- **Lesetext**
Verhandlungen zu Geisel-Deal Hamas-Anführer offenbar skeptisch
Im Ringen um eine Feuerpause in Nahost steht eine offizielle Antwort der Hamas auf die Zugeständnisse Israels noch aus. Der Anführer der Islamistengruppe meldete sich allerdings bereits zu Wort - und klang wenig optimistisch.
Der Anführer der militant-islamistischen Hamas im umkämpften Gazastreifen, Jihia al-Sinwar, ist bezüglich des jüngsten Verhandlungsangebots für einen Geisel-Deal einem Medienbericht zufolge skeptisch.
Es handele sich nicht um ein Angebot der ägyptischen Vermittler, sondern um ein israelisches "in amerikanischem Gewand", das eine Reihe von Fallstricken enthalte, sagte eine dem Hamas-Anführer nahestehende Quelle dem israelischen Fernsehsender Channel 12 am Abend. So enthalte der gegenwärtige Entwurf keine Garantie, dass der Krieg beendet wird.
Unklar, wie viele Geiseln noch leben
Im Rahmen ägyptischer Vermittlungsbemühungen in Kairo war der Hamas ein Vorschlag für eine Feuerpause im Gegenzug für die Freilassung von Geiseln unterbreitet worden. Ägyptische Vermittler hatten das Angebot zuvor von Israel erhalten.
Bei dem Massaker am 7. Oktober in Israel hatten die Hamas und andere Terrorgruppen etwa 250 Geiseln genommen. 105 von ihnen wurden Ende November freigelassen. Wie viele von den übrigen noch am Leben sind, ist unklar.
Offizielle Antwort der Hamas bald erwartet
Eine Antwort der Hamas auf den israelischen Vorschlag steht noch aus. Die Islamistenorganisation bestand bislang auf einem Ende des Krieges, was Israel aber ablehnt. Die israelische Regierung hat einen raschen Beginn der umstrittenen Offensive in Rafah im Süden des Gazastreifens an der Grenze zu Ägypten angekündigt, sollte es nicht zu einer Einigung kommen.
Der im Libanon ansässige Hamas-Vertreter Osama Hamdan sagte dem von der proiranischen Schiitenmiliz Hisbollah im Libanon kontrollierten Fernsehsender Al-Manar: "Unsere Position zum aktuellen Verhandlungspapier ist negativ"; das berichtete die Times of Israel in der Nacht. Laut der Pressestelle der Hamas bedeute das jedoch keinen Abbruch der Verhandlungen. Der Zeitung zufolge wollte die Organisation in den nächsten Stunden eine Antwort auf den jüngsten Vorschlag vorlegen.

- **Vorgegebene Zeilen**

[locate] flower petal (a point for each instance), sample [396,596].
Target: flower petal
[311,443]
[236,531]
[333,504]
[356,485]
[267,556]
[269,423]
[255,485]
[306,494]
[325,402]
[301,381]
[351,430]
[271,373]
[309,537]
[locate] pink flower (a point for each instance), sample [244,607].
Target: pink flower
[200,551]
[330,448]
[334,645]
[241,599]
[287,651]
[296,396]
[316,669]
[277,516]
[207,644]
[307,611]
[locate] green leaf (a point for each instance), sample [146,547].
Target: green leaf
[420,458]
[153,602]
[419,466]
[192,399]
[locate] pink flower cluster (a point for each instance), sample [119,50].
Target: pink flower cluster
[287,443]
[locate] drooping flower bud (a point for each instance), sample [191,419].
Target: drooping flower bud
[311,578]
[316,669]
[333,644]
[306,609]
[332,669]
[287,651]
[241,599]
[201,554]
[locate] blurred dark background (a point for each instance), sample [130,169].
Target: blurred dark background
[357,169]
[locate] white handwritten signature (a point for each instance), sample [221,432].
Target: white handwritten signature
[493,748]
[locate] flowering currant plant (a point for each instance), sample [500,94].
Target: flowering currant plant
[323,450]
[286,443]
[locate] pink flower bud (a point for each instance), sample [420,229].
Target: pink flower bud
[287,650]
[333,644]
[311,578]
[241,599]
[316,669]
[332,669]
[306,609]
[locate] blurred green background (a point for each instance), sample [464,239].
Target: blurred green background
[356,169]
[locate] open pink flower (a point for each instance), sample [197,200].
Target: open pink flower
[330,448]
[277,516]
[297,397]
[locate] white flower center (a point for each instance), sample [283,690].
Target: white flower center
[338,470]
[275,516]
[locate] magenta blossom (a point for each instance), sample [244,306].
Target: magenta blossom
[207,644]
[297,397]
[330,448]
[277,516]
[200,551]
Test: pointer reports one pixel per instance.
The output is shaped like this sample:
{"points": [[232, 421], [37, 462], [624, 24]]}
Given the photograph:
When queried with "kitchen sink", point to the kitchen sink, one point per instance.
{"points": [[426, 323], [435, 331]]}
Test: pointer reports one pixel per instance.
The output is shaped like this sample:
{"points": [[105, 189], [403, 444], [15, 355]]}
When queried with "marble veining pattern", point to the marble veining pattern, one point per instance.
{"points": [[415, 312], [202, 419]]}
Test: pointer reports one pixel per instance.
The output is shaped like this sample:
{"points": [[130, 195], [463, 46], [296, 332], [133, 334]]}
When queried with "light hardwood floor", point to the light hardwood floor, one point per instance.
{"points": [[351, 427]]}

- **Aufgabe A**
Wie viele Geiseln wurden laut Lesetext Ende November freigelassen?
- **Aufgabe B**
Zähle alle Medien auf, die der Lesetext mit Namen nennt.

- **Lösung A**
105 der etwa 250 Geiseln.

- **Lösung B**
Channel 12, Al-Manar, Times of Israel